A Senate Health, Education, Labor and Pensions Committee minority staff report has sounded an urgent alarm about the pace at which artificial intelligence and automation might transform the American workforce, warning that these technologies could “destroy nearly 100 million U.S. jobs in a decade,” according to the Senate report.
The report argues that powerful corporations are rapidly leveraging AI and automation to create what lawmakers call an “artificial labor” force, a shift driven in part by large language models like ChatGPT. The committee’s analysis describes this change as moving with “unprecedented speed,” potentially reshaping the entire economy in less than ten years—a rate far outstripping previous major upheavals, such as the agricultural and industrial revolutions, which unfolded over centuries.
According to calculations based on a ChatGPT-driven model, AI and automation could eliminate nearly 100 million jobs in ten years, affecting 89% of fast food and counter workers, 64% of accountants, and 47% of truck drivers. Given that the U.S. workforce stood at roughly 163.4 million in August 2025, the report suggests this scenario could result in unemployment climbing to over 61%, a figure that would dwarf even the bleakest periods in U.S. economic history.
The dramatic forecasts are backed by additional industry and research insights. The Senate report notes that McKinsey, just two years ago, estimated new AI tools could “automate work activities” that account for up to 70% of employees’ current tasks. Dario Amodei, CEO of AI company Anthropic, is on record stating that these advances could wipe out half of all entry-level white-collar positions, pushing unemployment as high as 20% within five years. Microsoft’s Chief Technology Officer, Kevin Scott, has projected that by 2030, AI-generated code might replace 95% of all human coding at his company.
Yet despite these alarming predictions, the committee emphasized that the future remains murky. “There is tremendous uncertainty about the real capabilities of AI and automation and their effects on the economy,” the committee noted, underscoring the unpredictable nature of these technologies. To further illustrate the potential scope, the committee employed ChatGPT to estimate the impact on various professions, finding that up to 89% of fast food jobs, 62% of retail sales roles, 59% of cashier positions, and substantial portions of other fields could be automated.
The reliance on ChatGPT for these figures drew scrutiny, though. The Senate report acknowledged that the system is a sophisticated text generator—not a reasoning tool capable of evaluating the true validity of its output. The committee cautioned that the profound uncertainty associated with using AI in this way cannot be overlooked.

- **What the task asks**:
Please pick up the article above on the Senate report about AI and job losses, continuing after its last sentence.

- **Dataset content**:

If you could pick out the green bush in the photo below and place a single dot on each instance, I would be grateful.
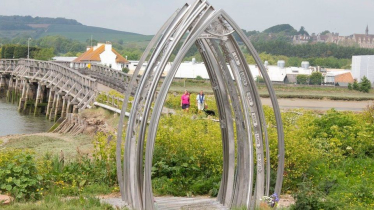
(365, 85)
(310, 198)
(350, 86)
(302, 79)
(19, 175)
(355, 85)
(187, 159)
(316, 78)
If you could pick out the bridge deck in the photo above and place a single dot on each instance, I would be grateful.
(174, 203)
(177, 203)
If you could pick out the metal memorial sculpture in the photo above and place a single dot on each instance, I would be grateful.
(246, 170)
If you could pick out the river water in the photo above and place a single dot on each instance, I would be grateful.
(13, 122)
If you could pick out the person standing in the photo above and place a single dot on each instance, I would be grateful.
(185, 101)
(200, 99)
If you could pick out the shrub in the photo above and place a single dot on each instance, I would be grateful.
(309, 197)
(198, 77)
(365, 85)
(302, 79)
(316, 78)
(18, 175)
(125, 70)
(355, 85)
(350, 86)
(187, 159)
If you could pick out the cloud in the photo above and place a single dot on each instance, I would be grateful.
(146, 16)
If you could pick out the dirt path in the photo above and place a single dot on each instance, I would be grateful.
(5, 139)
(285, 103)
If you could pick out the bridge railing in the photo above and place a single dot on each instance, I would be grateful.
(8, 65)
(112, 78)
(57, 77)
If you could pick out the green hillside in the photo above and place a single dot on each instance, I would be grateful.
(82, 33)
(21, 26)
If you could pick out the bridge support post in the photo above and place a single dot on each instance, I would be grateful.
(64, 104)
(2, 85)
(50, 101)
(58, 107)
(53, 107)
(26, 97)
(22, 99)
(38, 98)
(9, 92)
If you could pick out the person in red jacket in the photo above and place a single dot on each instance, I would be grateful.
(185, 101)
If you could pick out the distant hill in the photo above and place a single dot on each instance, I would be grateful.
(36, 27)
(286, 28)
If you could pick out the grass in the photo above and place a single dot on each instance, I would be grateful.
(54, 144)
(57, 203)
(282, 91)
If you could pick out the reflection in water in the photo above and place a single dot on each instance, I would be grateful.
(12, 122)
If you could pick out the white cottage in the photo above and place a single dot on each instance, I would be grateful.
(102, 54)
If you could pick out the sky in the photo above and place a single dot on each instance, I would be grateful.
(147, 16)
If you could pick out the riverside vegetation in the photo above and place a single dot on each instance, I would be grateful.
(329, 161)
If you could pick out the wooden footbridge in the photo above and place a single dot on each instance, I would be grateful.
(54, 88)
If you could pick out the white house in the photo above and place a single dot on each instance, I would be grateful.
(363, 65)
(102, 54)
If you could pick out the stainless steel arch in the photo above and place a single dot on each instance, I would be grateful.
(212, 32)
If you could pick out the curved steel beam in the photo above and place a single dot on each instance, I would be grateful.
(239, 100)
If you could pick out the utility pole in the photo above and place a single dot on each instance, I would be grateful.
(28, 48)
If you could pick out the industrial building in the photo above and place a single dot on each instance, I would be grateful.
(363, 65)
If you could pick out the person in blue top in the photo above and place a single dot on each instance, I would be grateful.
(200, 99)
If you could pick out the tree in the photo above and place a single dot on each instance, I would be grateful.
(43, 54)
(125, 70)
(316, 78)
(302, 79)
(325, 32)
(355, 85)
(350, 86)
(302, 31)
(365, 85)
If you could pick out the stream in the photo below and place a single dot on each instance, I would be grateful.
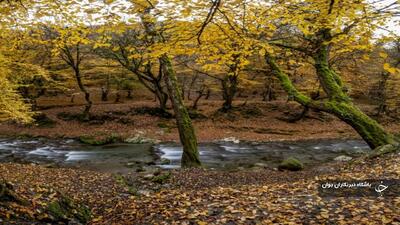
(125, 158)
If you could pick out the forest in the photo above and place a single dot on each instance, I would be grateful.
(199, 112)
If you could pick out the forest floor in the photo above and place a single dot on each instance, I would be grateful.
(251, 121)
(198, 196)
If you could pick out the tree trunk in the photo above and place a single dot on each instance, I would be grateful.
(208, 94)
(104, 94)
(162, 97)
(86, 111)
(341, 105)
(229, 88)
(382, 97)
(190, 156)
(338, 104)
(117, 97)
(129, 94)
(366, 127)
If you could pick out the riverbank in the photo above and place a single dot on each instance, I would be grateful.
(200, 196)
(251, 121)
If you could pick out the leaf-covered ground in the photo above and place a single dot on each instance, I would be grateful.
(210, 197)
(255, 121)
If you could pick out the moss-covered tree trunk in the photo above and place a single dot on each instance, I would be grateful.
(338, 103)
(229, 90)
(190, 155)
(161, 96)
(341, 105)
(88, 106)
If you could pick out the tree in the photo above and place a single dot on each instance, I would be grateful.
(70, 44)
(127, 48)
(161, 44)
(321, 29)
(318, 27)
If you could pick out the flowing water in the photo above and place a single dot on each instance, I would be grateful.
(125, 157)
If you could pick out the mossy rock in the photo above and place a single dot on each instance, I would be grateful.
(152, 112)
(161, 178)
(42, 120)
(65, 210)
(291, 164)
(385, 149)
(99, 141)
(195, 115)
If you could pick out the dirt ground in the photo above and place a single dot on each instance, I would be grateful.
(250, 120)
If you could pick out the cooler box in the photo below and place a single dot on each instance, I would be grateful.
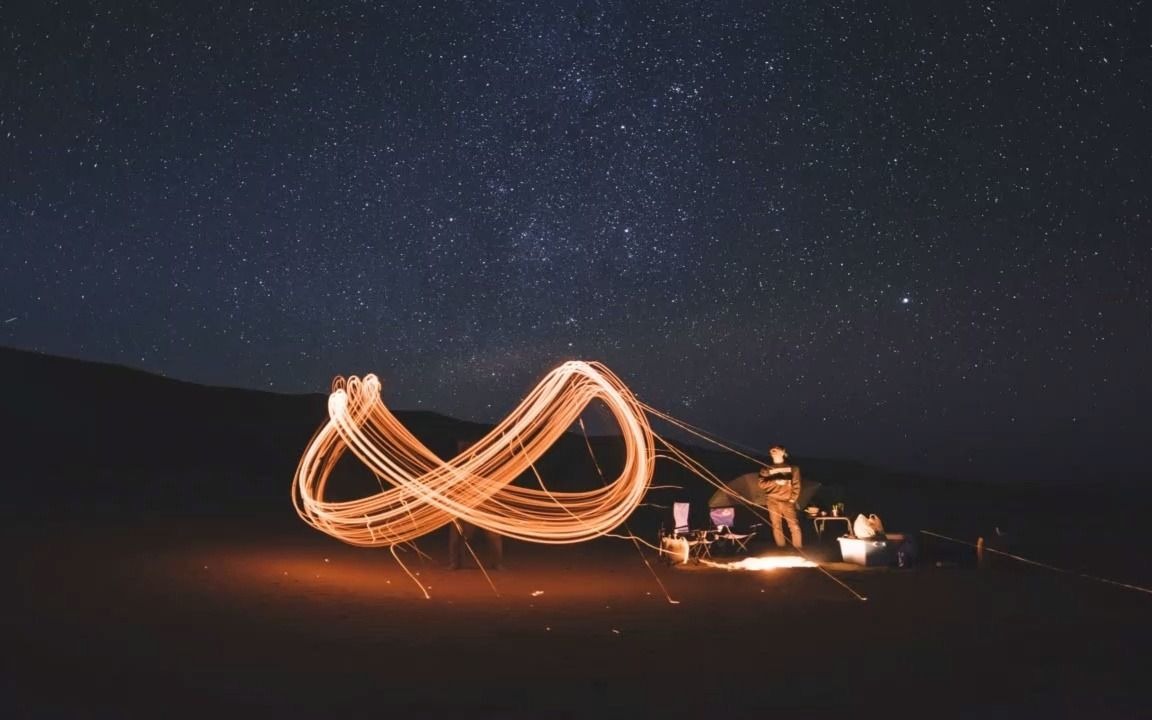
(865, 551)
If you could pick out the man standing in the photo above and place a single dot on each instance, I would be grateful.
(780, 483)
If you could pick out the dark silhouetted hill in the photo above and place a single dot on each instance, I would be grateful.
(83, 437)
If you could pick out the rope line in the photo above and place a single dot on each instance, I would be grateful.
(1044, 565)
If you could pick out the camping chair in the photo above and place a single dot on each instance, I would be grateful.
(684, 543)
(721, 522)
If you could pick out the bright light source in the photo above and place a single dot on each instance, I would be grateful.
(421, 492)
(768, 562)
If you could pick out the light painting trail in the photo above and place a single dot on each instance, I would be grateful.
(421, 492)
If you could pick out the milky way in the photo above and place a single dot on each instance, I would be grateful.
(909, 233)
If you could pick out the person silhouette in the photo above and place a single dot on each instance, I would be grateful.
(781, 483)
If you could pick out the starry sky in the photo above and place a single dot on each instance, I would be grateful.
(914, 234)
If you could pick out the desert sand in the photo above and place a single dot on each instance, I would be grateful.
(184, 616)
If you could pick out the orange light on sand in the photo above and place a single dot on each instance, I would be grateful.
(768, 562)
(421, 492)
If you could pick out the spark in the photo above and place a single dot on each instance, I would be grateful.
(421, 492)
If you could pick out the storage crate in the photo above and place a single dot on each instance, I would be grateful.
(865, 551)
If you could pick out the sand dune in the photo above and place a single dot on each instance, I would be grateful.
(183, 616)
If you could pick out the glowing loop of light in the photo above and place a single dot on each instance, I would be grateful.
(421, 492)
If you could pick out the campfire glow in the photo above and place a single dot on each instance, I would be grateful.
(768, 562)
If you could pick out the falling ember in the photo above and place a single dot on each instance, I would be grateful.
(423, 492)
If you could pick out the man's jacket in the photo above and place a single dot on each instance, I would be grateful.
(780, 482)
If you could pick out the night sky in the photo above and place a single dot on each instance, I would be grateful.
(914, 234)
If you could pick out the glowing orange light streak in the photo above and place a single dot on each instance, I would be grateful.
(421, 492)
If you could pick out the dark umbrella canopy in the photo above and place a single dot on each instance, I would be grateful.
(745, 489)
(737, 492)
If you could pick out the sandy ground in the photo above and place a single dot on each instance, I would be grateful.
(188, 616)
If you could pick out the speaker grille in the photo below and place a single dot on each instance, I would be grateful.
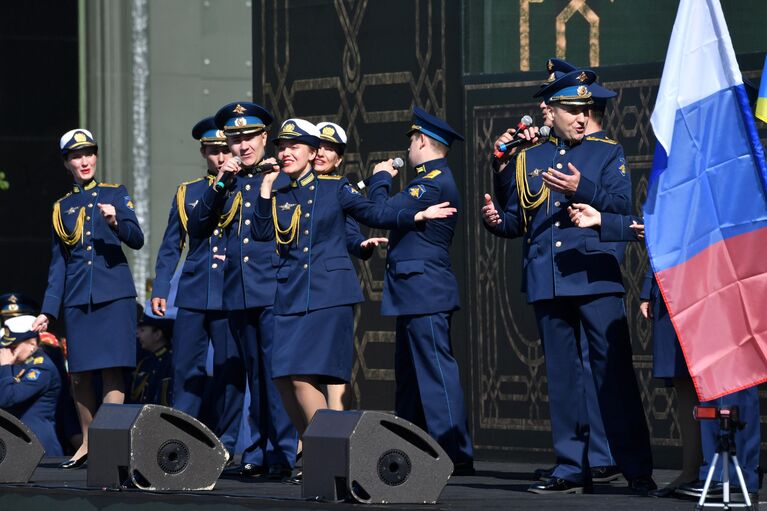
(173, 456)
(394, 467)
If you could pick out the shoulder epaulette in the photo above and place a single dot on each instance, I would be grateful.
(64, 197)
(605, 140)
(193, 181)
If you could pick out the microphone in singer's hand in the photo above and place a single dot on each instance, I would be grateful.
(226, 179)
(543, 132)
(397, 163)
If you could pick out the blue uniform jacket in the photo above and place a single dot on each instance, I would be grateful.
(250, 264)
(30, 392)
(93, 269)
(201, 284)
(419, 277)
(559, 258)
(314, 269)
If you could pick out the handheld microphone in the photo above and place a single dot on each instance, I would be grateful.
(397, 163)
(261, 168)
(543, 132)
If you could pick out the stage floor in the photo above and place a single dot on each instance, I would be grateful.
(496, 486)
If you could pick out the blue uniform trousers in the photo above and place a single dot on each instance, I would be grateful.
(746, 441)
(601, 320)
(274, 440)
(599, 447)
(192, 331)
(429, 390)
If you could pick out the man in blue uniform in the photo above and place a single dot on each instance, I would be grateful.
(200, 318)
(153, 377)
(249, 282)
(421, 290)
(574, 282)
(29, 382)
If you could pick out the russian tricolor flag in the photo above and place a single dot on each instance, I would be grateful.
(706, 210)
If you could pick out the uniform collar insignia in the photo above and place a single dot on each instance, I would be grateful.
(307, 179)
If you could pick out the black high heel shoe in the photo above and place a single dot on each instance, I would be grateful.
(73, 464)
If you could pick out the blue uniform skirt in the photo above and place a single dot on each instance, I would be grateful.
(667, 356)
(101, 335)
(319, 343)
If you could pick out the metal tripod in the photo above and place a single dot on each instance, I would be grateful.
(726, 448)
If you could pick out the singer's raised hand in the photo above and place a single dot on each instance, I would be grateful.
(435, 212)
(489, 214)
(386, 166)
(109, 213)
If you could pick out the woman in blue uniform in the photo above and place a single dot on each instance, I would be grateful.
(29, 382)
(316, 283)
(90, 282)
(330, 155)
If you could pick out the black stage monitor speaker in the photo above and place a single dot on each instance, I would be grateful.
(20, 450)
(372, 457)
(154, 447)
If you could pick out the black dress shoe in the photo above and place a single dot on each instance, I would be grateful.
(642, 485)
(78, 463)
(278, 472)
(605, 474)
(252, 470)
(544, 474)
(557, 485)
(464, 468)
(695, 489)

- **Answer area**:
Historical research adds context to these concerns. A 2024 study from MIT comparing Census Bureau employment data to U.S. Patent and Trademark Office filings found that since 1980, technological change has overall reduced the number of jobs in the U.S., contradicting the common narrative that technology offsets the positions it eliminates.
Even as technology giants pour billions into AI, the impact on jobs is already visible. JPMorgan Chase CEO Jamie Dimon told Bloomberg TV that his bank spends $2 billion a year and employs 2,000 people on generative AI, a program delivering about $2 billion in returns—an amount he described as potentially just “the tip of the iceberg.” Dimon said these investments would certainly affect jobs, explaining that while JPMorgan retrains and redeploys workers, automation and AI could mean fewer jobs in some areas of the business.
The Senate committee also highlighted examples of major corporations enacting large-scale layoffs, citing automation and AI advancements as enablers for replacing human labor. Still, the limits of the technology are also apparent: an MIT study found that 95% of corporate AI initiatives ultimately fail.
For industries like commercial real estate, the implications are complex. “Commercial real estate has long been built on relationships, judgment, and local insight,” Carey Heyman, managing principal of real estate at CPA firm CLA, told GlobeSt.com. He emphasized that CRE professionals will need to learn to work alongside AI to succeed.
Even if the most extreme forecasts do not materialize, the Senate committee concluded, the scale of potential job loss remains daunting. Losing just a tenth of the 100 million jobs predicted would mean a perpetual unemployment rate exceeding 6%, with profound consequences across all sectors of the economy, including commercial real estate, which would feel the impact in every asset class.